练习说明 -> 从这些行的开头起，一直到包含“(405, 220), (483, 354)”的那一行为止（首尾都算），把这段逐字照抄一遍，图片不用抄。

# # # # # # #

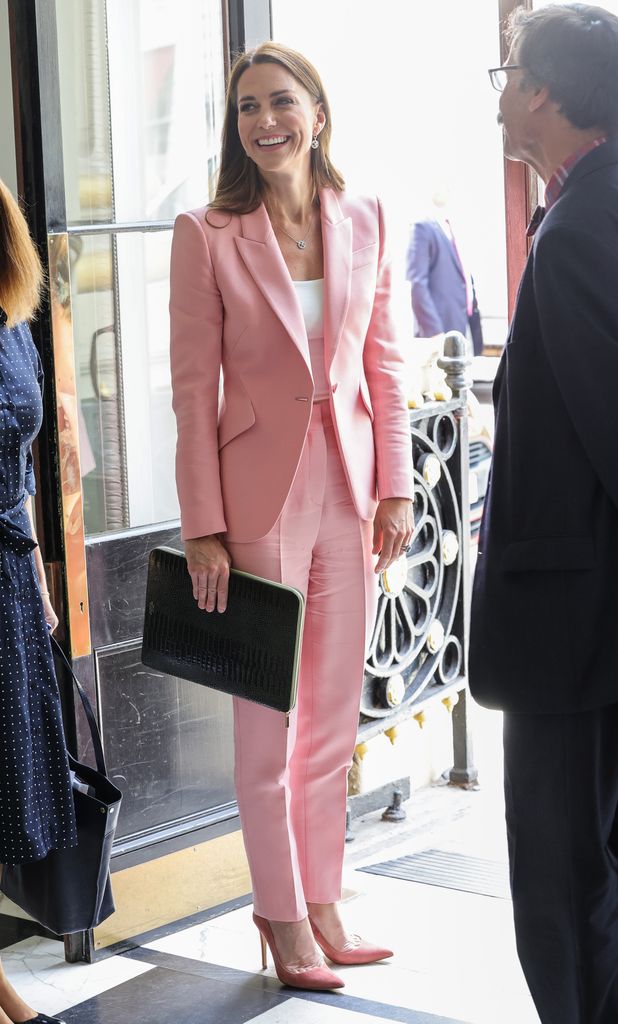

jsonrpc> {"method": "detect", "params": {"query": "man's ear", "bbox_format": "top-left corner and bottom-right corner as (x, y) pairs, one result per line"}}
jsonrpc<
(528, 85), (550, 114)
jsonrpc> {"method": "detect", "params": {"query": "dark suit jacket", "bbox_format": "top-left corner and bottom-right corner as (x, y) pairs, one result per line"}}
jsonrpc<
(470, 139), (618, 713)
(405, 220), (483, 354)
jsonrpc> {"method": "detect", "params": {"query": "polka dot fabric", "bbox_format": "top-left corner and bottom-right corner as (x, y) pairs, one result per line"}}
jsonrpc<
(0, 310), (77, 864)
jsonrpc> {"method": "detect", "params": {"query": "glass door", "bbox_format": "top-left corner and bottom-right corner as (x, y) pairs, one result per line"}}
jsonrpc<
(52, 0), (236, 852)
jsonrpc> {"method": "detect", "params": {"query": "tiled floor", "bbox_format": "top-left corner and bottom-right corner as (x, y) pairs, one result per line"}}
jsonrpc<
(2, 713), (538, 1024)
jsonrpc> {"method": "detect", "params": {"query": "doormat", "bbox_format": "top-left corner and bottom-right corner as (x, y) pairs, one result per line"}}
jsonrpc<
(358, 850), (511, 899)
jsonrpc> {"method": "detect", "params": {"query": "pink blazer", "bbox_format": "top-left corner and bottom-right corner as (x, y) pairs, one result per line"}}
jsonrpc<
(170, 188), (412, 542)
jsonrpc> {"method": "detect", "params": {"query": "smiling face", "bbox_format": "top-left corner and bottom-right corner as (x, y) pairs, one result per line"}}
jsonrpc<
(237, 62), (324, 176)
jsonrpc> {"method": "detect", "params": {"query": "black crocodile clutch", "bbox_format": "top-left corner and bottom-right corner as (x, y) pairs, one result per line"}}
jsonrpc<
(141, 548), (305, 713)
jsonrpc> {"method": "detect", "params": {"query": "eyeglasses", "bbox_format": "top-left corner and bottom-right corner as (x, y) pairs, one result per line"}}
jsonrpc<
(489, 65), (523, 92)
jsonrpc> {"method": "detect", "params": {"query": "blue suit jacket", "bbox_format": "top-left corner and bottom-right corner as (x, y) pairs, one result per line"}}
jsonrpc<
(405, 220), (468, 338)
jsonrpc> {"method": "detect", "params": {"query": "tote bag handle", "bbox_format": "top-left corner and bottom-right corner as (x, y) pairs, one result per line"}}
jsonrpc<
(49, 636), (107, 777)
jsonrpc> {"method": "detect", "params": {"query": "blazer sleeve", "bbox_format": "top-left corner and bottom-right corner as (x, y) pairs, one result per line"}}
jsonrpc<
(406, 221), (444, 338)
(363, 201), (413, 500)
(534, 225), (618, 507)
(170, 213), (226, 540)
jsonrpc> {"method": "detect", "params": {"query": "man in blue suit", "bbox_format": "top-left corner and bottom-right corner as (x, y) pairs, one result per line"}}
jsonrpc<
(470, 3), (618, 1024)
(406, 188), (483, 355)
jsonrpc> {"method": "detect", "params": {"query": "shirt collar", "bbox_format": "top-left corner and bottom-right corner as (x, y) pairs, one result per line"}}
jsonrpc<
(545, 135), (607, 212)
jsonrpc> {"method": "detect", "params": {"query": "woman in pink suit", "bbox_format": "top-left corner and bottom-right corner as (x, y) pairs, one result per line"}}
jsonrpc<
(170, 43), (412, 988)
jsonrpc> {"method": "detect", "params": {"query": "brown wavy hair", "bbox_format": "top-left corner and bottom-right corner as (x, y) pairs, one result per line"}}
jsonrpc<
(0, 180), (43, 327)
(209, 42), (345, 213)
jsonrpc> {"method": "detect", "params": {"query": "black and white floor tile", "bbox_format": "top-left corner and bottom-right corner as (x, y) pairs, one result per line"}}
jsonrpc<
(0, 712), (538, 1024)
(2, 870), (538, 1024)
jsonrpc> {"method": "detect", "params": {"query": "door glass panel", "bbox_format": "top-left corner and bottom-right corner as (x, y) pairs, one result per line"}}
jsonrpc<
(70, 230), (178, 535)
(55, 0), (224, 536)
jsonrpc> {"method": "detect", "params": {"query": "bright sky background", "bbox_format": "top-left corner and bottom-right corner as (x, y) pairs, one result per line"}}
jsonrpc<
(272, 0), (506, 343)
(272, 0), (618, 343)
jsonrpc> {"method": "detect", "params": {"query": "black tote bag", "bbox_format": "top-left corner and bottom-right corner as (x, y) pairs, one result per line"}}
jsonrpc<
(0, 637), (122, 935)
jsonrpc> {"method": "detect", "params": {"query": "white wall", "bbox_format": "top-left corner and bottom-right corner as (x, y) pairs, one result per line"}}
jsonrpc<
(0, 0), (17, 196)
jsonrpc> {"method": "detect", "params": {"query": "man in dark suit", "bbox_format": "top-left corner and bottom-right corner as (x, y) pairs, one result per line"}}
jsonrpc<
(470, 3), (618, 1024)
(405, 195), (483, 355)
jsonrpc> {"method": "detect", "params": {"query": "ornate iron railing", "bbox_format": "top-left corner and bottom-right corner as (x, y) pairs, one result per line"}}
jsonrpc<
(359, 332), (477, 784)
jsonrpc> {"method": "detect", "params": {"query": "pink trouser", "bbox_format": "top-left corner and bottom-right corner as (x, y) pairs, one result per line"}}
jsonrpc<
(226, 402), (378, 921)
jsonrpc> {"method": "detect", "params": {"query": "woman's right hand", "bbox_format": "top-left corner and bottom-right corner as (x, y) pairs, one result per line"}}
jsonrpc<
(184, 534), (231, 611)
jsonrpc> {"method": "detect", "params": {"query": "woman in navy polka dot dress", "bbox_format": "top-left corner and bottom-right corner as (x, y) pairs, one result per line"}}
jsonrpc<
(0, 181), (77, 1024)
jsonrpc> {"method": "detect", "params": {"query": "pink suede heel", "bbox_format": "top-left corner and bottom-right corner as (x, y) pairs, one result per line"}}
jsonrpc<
(253, 913), (345, 991)
(309, 919), (394, 967)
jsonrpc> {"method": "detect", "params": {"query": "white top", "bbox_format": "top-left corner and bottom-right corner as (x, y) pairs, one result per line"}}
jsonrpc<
(293, 278), (324, 338)
(293, 278), (330, 401)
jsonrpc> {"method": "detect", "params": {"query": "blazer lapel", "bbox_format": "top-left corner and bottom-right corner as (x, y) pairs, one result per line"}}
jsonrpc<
(235, 203), (311, 370)
(319, 188), (352, 372)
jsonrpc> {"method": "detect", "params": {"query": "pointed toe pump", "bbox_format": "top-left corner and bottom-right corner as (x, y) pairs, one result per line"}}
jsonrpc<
(253, 913), (345, 991)
(16, 1014), (64, 1024)
(309, 919), (394, 967)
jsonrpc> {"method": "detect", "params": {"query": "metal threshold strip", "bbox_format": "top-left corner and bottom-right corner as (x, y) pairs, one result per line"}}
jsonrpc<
(358, 850), (511, 899)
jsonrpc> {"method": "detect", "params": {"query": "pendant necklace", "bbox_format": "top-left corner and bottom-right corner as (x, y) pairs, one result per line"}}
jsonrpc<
(279, 211), (314, 249)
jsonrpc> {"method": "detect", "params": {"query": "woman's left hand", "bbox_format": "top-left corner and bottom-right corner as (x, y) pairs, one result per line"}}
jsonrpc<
(43, 594), (58, 633)
(373, 498), (414, 572)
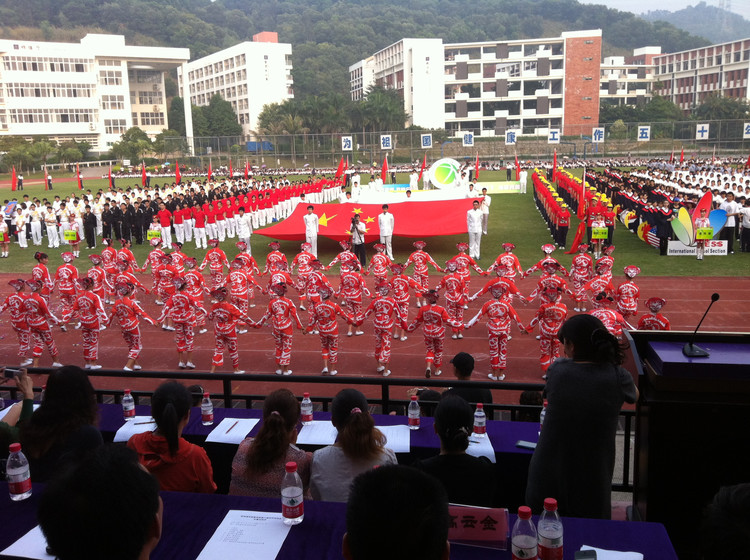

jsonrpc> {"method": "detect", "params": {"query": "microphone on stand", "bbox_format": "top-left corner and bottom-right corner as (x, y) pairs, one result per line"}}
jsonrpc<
(682, 293), (719, 358)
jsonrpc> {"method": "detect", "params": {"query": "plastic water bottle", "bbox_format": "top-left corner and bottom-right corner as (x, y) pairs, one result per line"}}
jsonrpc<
(5, 443), (31, 502)
(122, 389), (135, 422)
(281, 461), (305, 525)
(408, 395), (419, 430)
(474, 403), (487, 437)
(538, 498), (562, 560)
(300, 393), (312, 426)
(539, 399), (547, 435)
(201, 393), (214, 426)
(510, 506), (537, 560)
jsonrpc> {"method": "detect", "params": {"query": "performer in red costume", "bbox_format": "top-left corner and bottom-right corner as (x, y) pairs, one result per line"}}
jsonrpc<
(86, 255), (114, 303)
(248, 284), (303, 375)
(307, 285), (354, 375)
(526, 288), (568, 379)
(404, 241), (443, 307)
(365, 243), (393, 284)
(615, 265), (641, 319)
(0, 278), (34, 367)
(262, 241), (289, 274)
(451, 242), (484, 302)
(208, 287), (250, 373)
(334, 253), (372, 336)
(390, 263), (427, 340)
(31, 251), (55, 303)
(435, 260), (469, 339)
(357, 280), (406, 377)
(638, 297), (672, 331)
(107, 282), (156, 371)
(198, 239), (229, 290)
(157, 277), (206, 369)
(466, 279), (526, 381)
(55, 251), (78, 332)
(73, 276), (109, 369)
(568, 243), (594, 312)
(23, 280), (62, 367)
(406, 290), (463, 379)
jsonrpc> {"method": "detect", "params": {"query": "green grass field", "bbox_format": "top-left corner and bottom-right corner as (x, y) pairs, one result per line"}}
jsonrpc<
(0, 170), (750, 276)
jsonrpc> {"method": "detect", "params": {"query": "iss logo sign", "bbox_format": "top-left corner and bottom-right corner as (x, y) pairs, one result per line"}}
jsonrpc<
(429, 158), (461, 189)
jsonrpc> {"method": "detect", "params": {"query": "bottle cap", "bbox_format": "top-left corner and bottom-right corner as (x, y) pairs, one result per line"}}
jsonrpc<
(544, 498), (557, 511)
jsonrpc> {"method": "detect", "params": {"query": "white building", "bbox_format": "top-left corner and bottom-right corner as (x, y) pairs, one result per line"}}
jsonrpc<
(177, 32), (294, 135)
(0, 33), (192, 152)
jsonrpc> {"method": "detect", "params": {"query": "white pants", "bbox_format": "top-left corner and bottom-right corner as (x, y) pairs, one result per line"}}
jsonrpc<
(380, 235), (393, 260)
(305, 233), (318, 257)
(195, 228), (208, 249)
(469, 231), (482, 259)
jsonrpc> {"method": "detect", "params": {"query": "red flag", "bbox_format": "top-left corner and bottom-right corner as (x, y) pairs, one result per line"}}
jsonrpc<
(334, 156), (344, 179)
(254, 198), (476, 242)
(417, 154), (428, 183)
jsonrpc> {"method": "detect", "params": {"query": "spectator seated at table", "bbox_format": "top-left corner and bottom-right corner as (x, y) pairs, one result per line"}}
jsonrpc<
(20, 366), (103, 482)
(0, 367), (34, 452)
(414, 395), (497, 507)
(700, 483), (750, 560)
(310, 389), (397, 502)
(37, 445), (162, 560)
(128, 381), (216, 493)
(229, 389), (312, 498)
(342, 465), (450, 560)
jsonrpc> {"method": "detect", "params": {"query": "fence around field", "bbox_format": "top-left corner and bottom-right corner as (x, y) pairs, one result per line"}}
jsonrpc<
(0, 366), (635, 492)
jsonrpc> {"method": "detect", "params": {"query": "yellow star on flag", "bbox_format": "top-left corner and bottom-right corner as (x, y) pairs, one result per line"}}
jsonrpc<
(318, 212), (338, 227)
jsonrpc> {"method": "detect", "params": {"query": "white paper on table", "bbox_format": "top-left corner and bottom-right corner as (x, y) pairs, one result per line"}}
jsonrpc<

# # # # # # #

练习答案 ->
jsonrpc> {"method": "detect", "params": {"query": "man's ear", "bbox_format": "top-left corner and bottom-right corner as (x, y) pairs, one result per line"}}
jsonrpc<
(528, 85), (550, 114)
jsonrpc> {"method": "detect", "params": {"query": "dark suit jacket", "bbox_format": "top-left corner and bottom-right corner as (x, y) pairs, one result per line"}}
jsonrpc<
(470, 139), (618, 713)
(405, 220), (483, 354)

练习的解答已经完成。